Stated problem: Can you turn every line of the records below into a numbered list, leaving out the blank lines?
* START Available data *
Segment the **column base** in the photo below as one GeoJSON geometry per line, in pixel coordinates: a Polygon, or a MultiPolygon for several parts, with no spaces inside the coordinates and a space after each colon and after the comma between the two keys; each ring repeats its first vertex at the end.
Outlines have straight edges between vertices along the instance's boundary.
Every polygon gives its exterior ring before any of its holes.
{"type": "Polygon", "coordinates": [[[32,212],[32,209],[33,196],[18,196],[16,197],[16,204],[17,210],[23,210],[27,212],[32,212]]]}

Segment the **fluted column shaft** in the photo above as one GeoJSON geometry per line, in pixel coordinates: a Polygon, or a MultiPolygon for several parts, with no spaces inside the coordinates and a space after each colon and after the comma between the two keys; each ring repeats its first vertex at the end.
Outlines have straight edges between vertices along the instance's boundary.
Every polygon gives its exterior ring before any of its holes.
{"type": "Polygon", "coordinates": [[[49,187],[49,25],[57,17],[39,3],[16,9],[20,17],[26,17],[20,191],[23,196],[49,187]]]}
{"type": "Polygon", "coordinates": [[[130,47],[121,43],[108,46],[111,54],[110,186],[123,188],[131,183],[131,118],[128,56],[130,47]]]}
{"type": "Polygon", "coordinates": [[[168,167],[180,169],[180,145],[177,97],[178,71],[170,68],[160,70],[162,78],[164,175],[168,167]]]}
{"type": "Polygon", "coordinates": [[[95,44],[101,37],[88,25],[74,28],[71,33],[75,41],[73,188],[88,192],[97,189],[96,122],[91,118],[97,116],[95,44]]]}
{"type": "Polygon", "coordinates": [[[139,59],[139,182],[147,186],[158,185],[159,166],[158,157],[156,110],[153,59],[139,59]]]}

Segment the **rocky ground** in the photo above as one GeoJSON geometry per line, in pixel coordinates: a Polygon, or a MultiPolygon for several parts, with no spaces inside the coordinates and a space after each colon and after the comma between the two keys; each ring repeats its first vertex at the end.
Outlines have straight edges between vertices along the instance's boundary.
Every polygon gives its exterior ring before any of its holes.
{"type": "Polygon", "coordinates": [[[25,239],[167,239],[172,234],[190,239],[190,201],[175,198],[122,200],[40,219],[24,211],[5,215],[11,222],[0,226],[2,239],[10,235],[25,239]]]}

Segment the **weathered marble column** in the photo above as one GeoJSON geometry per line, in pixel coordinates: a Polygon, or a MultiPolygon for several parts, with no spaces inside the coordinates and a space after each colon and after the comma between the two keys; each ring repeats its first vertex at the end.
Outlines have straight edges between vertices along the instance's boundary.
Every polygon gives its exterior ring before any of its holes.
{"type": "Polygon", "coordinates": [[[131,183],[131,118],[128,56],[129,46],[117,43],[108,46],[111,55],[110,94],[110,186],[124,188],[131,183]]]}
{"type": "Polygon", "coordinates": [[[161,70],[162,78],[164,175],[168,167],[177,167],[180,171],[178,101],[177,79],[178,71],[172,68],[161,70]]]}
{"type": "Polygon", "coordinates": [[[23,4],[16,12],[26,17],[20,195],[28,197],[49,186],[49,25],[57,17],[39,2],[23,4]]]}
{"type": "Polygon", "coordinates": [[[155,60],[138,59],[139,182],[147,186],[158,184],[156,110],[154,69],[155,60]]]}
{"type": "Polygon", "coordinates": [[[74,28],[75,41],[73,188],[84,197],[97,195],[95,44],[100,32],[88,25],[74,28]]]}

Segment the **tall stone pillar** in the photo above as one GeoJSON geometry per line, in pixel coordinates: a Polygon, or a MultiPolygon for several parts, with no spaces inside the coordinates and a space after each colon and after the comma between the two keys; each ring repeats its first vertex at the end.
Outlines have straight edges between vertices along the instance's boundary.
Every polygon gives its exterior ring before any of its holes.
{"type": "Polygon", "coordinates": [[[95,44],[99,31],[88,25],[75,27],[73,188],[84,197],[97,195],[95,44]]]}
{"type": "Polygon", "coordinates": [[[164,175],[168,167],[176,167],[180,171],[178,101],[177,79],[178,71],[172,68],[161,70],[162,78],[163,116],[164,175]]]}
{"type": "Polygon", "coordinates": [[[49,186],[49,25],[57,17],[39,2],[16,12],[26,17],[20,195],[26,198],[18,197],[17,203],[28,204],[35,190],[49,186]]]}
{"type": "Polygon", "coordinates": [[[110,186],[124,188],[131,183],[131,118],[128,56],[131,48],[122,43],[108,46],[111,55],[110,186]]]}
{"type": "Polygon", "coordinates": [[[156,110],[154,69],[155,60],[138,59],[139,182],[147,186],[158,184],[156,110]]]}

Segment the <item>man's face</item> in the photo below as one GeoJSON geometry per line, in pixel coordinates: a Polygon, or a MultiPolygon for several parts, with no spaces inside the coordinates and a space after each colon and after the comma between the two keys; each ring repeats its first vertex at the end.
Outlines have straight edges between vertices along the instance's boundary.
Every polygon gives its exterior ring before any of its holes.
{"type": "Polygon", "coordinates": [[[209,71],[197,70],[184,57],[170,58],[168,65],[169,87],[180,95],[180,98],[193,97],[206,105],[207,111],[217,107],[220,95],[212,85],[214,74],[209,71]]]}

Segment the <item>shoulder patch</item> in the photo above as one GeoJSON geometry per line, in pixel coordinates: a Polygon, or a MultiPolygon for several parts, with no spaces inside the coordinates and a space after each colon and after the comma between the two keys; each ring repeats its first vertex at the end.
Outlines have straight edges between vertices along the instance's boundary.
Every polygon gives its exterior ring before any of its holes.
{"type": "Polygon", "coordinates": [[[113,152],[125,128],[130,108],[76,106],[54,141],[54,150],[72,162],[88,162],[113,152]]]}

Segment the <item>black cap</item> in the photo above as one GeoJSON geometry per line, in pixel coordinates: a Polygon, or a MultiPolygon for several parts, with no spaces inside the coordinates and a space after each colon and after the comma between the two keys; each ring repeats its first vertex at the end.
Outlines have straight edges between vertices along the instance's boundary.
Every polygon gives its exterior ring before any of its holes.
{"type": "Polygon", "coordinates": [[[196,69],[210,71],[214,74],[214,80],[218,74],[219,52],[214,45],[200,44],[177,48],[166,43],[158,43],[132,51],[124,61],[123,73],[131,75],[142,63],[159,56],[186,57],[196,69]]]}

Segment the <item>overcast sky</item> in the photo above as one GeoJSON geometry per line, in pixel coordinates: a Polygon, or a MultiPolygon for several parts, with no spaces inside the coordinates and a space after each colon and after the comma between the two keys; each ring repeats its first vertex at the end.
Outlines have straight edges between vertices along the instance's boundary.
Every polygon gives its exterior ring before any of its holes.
* END Available data *
Complete response:
1. Segment the **column base** in the photo below as one GeoJSON geometry per line, in pixel coordinates: a Polygon, or a MultiPolygon for several parts, with no spaces inside the coordinates and a space after each colon and after the comma between the two keys; each ring repeats its first vertex at the end.
2. Outlines have straight edges between vertices along the instance's boundary.
3. Every polygon gives its exterior ring before any of its holes.
4. {"type": "Polygon", "coordinates": [[[32,212],[32,209],[33,196],[18,196],[16,197],[16,204],[17,210],[23,210],[27,212],[32,212]]]}
5. Segment the **fluted column shaft** in the photo above as one GeoJSON geometry per line, in pixel coordinates: a Polygon, or a MultiPolygon for several parts, with no spaces inside the coordinates and a space after each colon and after the comma between the two keys; each ring repeats its first vertex at the end.
6. Outlines have straight edges between vertices along the instance's boundary.
7. Every polygon gives its exterior ring before any of its holes.
8. {"type": "Polygon", "coordinates": [[[49,187],[49,25],[57,17],[39,3],[16,9],[20,17],[26,17],[20,191],[23,196],[49,187]]]}
9. {"type": "Polygon", "coordinates": [[[130,47],[121,43],[108,46],[111,54],[110,186],[123,188],[131,183],[131,118],[128,56],[130,47]]]}
10. {"type": "Polygon", "coordinates": [[[168,167],[180,169],[180,145],[177,97],[178,71],[170,68],[160,70],[162,78],[164,175],[168,167]]]}
11. {"type": "Polygon", "coordinates": [[[95,44],[101,37],[88,25],[74,28],[71,33],[75,41],[73,188],[88,192],[97,189],[96,122],[91,118],[97,116],[95,44]]]}
12. {"type": "Polygon", "coordinates": [[[139,59],[139,182],[147,186],[158,185],[159,166],[158,157],[156,110],[153,59],[139,59]]]}
13. Segment the **rocky ground** in the photo above as one GeoJSON geometry per line, in pixel coordinates: a Polygon, or a MultiPolygon for several parts, with no spaces inside the coordinates and a space after each colon and after the comma between the two keys; each ring repeats its first vertex at the end.
14. Outlines have straight edges between vertices along the instance's boundary.
15. Every polygon gives its exterior ring before any of its holes.
16. {"type": "Polygon", "coordinates": [[[25,239],[167,239],[172,234],[190,239],[190,201],[175,198],[122,200],[40,219],[24,211],[5,215],[11,222],[0,226],[2,239],[10,235],[25,239]]]}
17. Segment the **weathered marble column** in the photo above as one GeoJSON geometry per line, in pixel coordinates: a Polygon, or a MultiPolygon for several parts, with no spaces inside the coordinates and a space after each colon and after the comma between the two keys; each ring repeats its first vertex at the end.
18. Outlines have straight edges between vertices along the instance's boundary.
19. Every polygon gives its exterior ring before any of its holes.
20. {"type": "Polygon", "coordinates": [[[131,183],[131,118],[128,56],[129,46],[117,43],[108,46],[111,55],[110,94],[110,186],[124,188],[131,183]]]}
21. {"type": "Polygon", "coordinates": [[[161,70],[162,78],[164,175],[168,167],[177,167],[180,171],[178,101],[177,79],[178,71],[172,68],[161,70]]]}
22. {"type": "Polygon", "coordinates": [[[23,4],[16,12],[26,17],[20,195],[28,197],[49,186],[49,25],[57,17],[39,2],[23,4]]]}
23. {"type": "Polygon", "coordinates": [[[155,60],[138,59],[139,182],[147,186],[158,184],[156,110],[154,69],[155,60]]]}
24. {"type": "Polygon", "coordinates": [[[74,28],[75,41],[73,188],[84,197],[97,195],[95,44],[100,32],[88,25],[74,28]]]}
25. Segment the **tall stone pillar** in the photo above as one GeoJSON geometry per line, in pixel coordinates: a Polygon, or a MultiPolygon for several parts, with no spaces inside the coordinates and a space after each colon and after the comma between the two keys; each ring repeats its first vertex at the end.
26. Outlines have straight edges between vertices along the instance's boundary.
27. Every polygon gives its exterior ring before any of its holes.
28. {"type": "Polygon", "coordinates": [[[95,44],[99,31],[88,25],[75,27],[73,188],[84,197],[97,195],[95,44]]]}
29. {"type": "Polygon", "coordinates": [[[164,175],[168,167],[176,167],[180,171],[178,101],[177,79],[178,71],[172,68],[161,70],[162,78],[163,116],[164,175]]]}
30. {"type": "Polygon", "coordinates": [[[49,186],[49,25],[57,17],[39,2],[16,12],[26,17],[20,195],[26,198],[18,197],[17,203],[28,204],[35,190],[49,186]]]}
31. {"type": "Polygon", "coordinates": [[[110,186],[124,188],[131,183],[131,118],[128,56],[131,48],[122,43],[108,46],[111,55],[110,186]]]}
32. {"type": "Polygon", "coordinates": [[[156,110],[154,69],[155,60],[138,59],[139,182],[147,186],[158,184],[156,110]]]}
33. Segment the <item>man's face</item> in the photo below as one GeoJSON geometry per line, in pixel coordinates: a Polygon, or a MultiPolygon for several parts, with no spaces inside the coordinates and a space after each colon and after the comma between the two keys; each ring repeats its first vertex at the end.
34. Outlines have straight edges between vertices along the instance's boundary.
35. Every polygon gives its exterior ring before any of its holes.
36. {"type": "Polygon", "coordinates": [[[209,71],[197,70],[184,57],[170,58],[168,65],[169,87],[180,95],[180,98],[193,97],[206,105],[207,111],[217,107],[220,95],[212,85],[214,74],[209,71]]]}
37. Segment the <item>shoulder patch</item> in the photo above as one GeoJSON geometry per line, in pixel coordinates: a Polygon, or a MultiPolygon for several parts, with no spaces inside the coordinates and a space after each colon and after the comma between the two keys; each ring repeats its first vertex at the end.
38. Outlines have straight edges between vertices along the instance's boundary.
39. Every polygon gives its exterior ring before any of its holes.
40. {"type": "Polygon", "coordinates": [[[113,152],[125,128],[130,108],[76,106],[54,141],[54,150],[72,162],[88,162],[113,152]]]}
41. Segment the <item>black cap</item> in the photo above as one GeoJSON geometry per line, in pixel coordinates: a Polygon, or a MultiPolygon for several parts, with no spaces inside the coordinates and a space after each colon and after the comma between the two keys; each ring repeats its first vertex at the end.
42. Outlines have straight edges between vertices along the instance's boundary.
43. Every polygon gives its exterior ring before any of its holes.
44. {"type": "Polygon", "coordinates": [[[196,69],[210,71],[214,74],[214,80],[218,74],[219,52],[214,45],[200,44],[177,48],[166,43],[158,43],[132,51],[124,61],[123,73],[131,75],[142,63],[159,56],[186,57],[196,69]]]}
45. Segment the <item>overcast sky</item> in the photo above as one GeoJSON geometry per line, in pixel coordinates: a Polygon, or a MultiPolygon for several parts, with no spaces inside the coordinates and a space after each colon and after the comma between the two keys; each ring repeats its first vertex at the end.
46. Outlines have straight edges between vertices along the instance's boundary.
47. Every polygon gives its exterior ring before any of its holes.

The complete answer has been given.